++++ Provided data
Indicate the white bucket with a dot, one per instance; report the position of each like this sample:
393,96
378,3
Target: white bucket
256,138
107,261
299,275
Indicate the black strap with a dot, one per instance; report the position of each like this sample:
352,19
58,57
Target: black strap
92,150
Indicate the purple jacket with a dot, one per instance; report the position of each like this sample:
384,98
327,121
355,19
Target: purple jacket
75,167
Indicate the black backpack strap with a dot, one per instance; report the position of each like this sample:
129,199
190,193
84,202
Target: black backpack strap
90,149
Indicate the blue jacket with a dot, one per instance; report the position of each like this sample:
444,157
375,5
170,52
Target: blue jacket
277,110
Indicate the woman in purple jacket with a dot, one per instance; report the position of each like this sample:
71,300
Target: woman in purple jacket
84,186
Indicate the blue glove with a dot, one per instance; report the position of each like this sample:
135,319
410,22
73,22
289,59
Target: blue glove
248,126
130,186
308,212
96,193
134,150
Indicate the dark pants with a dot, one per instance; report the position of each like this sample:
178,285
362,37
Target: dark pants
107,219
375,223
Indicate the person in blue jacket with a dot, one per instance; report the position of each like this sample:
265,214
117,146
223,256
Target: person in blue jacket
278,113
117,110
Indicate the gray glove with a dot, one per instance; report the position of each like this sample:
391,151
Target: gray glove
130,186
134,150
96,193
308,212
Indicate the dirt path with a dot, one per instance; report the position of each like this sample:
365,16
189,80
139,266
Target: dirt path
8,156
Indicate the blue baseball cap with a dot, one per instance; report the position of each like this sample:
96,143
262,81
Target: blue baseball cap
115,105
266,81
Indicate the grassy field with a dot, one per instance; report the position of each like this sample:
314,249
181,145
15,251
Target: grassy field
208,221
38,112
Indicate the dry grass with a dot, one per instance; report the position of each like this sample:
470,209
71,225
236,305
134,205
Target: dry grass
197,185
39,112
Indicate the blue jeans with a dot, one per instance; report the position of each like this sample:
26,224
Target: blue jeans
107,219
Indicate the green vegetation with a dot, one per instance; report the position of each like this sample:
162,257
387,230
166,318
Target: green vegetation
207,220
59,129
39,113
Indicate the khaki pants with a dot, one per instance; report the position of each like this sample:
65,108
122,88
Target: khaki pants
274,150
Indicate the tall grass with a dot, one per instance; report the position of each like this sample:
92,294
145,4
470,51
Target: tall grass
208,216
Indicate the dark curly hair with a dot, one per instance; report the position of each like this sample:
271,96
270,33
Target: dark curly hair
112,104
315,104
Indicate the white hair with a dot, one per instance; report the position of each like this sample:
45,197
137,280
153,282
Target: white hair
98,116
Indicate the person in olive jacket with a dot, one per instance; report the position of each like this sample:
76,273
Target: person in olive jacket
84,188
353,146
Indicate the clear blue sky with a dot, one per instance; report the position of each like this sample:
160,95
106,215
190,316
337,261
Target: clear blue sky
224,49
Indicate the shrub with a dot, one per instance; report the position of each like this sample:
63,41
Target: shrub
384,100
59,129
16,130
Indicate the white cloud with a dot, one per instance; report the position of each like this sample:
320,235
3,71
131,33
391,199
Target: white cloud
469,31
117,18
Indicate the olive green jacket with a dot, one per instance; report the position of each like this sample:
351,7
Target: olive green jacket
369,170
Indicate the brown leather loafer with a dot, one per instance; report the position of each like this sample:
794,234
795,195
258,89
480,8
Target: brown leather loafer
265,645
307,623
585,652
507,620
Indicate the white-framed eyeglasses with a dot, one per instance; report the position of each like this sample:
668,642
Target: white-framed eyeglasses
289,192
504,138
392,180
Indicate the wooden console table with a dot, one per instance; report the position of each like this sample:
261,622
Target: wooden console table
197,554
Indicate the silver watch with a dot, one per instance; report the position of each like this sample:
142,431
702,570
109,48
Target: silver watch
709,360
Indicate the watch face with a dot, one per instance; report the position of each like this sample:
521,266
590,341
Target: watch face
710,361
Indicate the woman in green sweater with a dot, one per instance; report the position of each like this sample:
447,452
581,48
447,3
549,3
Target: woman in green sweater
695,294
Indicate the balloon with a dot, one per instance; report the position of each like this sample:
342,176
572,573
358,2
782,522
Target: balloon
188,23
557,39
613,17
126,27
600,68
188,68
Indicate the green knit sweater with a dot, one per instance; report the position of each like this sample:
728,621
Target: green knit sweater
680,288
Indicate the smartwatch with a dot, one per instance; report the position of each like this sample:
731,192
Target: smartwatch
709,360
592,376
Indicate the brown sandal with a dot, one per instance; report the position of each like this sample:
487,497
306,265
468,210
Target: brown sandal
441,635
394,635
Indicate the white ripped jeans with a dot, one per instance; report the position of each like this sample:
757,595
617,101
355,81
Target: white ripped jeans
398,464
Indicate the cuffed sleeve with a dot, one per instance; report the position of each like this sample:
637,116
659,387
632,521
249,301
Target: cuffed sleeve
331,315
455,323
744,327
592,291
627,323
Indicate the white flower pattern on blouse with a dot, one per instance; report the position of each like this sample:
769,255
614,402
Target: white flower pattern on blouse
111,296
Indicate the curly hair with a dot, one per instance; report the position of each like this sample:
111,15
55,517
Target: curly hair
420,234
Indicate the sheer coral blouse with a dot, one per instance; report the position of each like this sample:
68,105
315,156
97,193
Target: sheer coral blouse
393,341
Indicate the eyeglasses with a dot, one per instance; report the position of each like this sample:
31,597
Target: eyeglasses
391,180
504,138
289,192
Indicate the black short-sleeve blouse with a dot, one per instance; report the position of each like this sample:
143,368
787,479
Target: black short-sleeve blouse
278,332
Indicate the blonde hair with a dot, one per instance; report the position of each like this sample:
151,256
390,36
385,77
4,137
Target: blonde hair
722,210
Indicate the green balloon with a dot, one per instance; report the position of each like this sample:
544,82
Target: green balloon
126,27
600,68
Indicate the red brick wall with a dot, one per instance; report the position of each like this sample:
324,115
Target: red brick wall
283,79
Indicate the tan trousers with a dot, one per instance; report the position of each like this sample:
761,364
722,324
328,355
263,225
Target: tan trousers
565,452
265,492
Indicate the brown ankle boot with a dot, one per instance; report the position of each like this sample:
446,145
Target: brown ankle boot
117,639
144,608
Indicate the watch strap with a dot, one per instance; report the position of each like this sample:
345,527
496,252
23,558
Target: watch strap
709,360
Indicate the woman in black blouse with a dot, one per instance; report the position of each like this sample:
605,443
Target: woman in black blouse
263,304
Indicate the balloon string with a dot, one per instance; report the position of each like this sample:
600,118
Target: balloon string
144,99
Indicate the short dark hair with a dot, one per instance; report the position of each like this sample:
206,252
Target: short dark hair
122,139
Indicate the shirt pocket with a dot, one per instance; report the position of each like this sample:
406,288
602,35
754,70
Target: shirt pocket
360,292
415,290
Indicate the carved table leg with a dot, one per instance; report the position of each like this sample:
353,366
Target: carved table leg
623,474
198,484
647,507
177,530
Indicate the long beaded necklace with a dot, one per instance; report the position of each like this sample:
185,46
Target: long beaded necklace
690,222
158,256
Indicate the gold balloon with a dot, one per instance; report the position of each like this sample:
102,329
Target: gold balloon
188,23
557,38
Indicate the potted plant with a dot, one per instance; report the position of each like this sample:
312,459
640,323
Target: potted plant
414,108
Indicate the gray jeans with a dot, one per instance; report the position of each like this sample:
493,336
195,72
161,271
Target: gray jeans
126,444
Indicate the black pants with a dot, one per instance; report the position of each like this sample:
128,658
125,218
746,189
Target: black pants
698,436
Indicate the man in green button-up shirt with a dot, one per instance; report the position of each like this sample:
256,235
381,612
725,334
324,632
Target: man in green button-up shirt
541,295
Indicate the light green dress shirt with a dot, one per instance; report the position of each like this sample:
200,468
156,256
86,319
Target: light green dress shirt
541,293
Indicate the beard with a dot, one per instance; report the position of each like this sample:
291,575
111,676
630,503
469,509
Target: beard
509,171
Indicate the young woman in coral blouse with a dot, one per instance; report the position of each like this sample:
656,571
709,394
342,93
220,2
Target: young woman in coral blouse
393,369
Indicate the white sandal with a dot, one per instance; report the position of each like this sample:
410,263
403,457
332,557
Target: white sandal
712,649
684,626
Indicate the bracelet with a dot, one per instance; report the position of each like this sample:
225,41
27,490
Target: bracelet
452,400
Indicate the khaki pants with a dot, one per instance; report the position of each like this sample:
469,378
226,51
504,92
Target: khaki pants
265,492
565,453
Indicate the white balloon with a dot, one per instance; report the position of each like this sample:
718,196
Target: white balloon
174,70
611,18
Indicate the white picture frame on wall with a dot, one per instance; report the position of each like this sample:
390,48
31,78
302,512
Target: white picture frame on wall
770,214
++++++++
Reproduce the lines of the entries above exactly, but only from the line containing "Indicate the young" through the final line.

Indicate the young woman in coral blouse with a dot, one per instance; report the position of each like this sample:
656,571
709,394
342,93
220,2
Target: young woman in coral blouse
393,369
Indicate the white sandal with a dot, one per instance; report the position of each like this sample:
410,263
403,457
332,557
Target: white sandal
712,649
684,626
Indicate the bracelet with a dot, one per instance; report the position of each like this sample:
225,41
27,490
Target: bracelet
452,400
Indicate the khaki pants with a dot, one per instance; report the position of each like this sample:
469,378
226,51
504,92
Target: khaki pants
265,492
565,453
Indicate the white balloon with a dot, one per instance; report the position of each like this sample:
718,196
Target: white balloon
174,70
611,18
Indicate the white picture frame on wall with a dot, one per instance; report the position of each like this sample:
390,48
31,78
302,512
Target: white picture frame on wall
770,214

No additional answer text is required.